And I guess we're finally going to have a "Lucy."

Wednesday, December 3, 2014


I don't know why I'm still doing it.

Whenever I have had foster placements in the home, I'm in the habit of "stalking" them online. I find their Facebook accounts and browse whatever they make public. I Google them regularly to see if their name pops up anywhere -- some of my kids' parents have been in towns where the local online paper posts a "blotter" of recent arrests. I search (less often) for the names of the people I know they are spending time around to see if anything shows up there.

Usually, after the kids are gone, I stop doing this. I guess I'm still doing it because M's not gone. But, by that logic, I will be stalking her parents forever.

I was never able to find much on M's biological father. He's not on Facebook, which is usually the best source. I found the occasional report of his arrests, but they were all in the past and things we knew about through other channels.

M's mother, though? Whew, boy, does that woman need to learn how to lock down her Facebook privacy settings. So, I keep checking. I'll admit to being curious if she would say anything more about M. She posted newborn pics and gushed about her occasionally early in the case, but nothing since the surrender.

I need a name for M's mother. (Birth mother? First mother? Biological mother? I'm still struggling with the terminology.) Let's call her Kayla.

[DATASET EXCERPTS]
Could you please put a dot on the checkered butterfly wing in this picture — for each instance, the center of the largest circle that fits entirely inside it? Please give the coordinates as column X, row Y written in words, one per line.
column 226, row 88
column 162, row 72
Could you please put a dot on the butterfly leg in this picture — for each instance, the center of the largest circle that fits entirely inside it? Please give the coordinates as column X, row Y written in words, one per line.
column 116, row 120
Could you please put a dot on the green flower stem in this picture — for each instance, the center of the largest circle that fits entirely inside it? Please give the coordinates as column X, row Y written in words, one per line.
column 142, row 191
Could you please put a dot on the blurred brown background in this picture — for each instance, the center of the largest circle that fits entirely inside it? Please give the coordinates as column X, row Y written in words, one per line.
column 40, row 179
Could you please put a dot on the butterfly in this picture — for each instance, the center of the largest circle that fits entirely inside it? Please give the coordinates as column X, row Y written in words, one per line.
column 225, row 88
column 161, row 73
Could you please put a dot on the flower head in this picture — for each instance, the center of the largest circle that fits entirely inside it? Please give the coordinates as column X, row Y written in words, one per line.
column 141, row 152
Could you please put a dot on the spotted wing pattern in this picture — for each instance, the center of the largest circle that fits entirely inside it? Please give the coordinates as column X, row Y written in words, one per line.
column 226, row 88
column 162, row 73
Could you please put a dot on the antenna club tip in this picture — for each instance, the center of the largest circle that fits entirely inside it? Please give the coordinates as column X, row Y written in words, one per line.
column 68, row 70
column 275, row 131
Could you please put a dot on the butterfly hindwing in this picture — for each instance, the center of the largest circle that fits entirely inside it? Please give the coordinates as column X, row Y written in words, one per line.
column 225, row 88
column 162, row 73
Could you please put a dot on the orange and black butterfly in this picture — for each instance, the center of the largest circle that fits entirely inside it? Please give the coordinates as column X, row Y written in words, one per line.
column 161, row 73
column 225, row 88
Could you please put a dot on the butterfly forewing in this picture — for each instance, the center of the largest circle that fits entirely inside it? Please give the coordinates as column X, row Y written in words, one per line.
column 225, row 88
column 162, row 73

[REQUIRED ACTION A]
Answer these questions from the blog post, giving each answer on its own line with the matching mark.
(i) What does the writer call usually the best source of information on the people searched?
(ii) What did M's mother post early in the case?
(iii) What name does the writer choose to use for M's mother?
[REQUIRED ACTION B] Write out the stretch of the blog post from "Whenever I have" through "shows up there.", word for word.
The records aren't needed for this work.

[RESPONSE BOX A]
(i) Facebook.
(ii) Newborn pictures of M, and she gushed about M occasionally.
(iii) Kayla.

[RESPONSE BOX B]
Whenever I have had foster placements in the home, I'm in the habit of "stalking" them online. I find their Facebook accounts and browse whatever they make public. I Google them regularly to see if their name pops up anywhere -- some of my kids' parents have been in towns where the local online paper posts a "blotter" of recent arrests. I search (less often) for the names of the people I know they are spending time around to see if anything shows up there.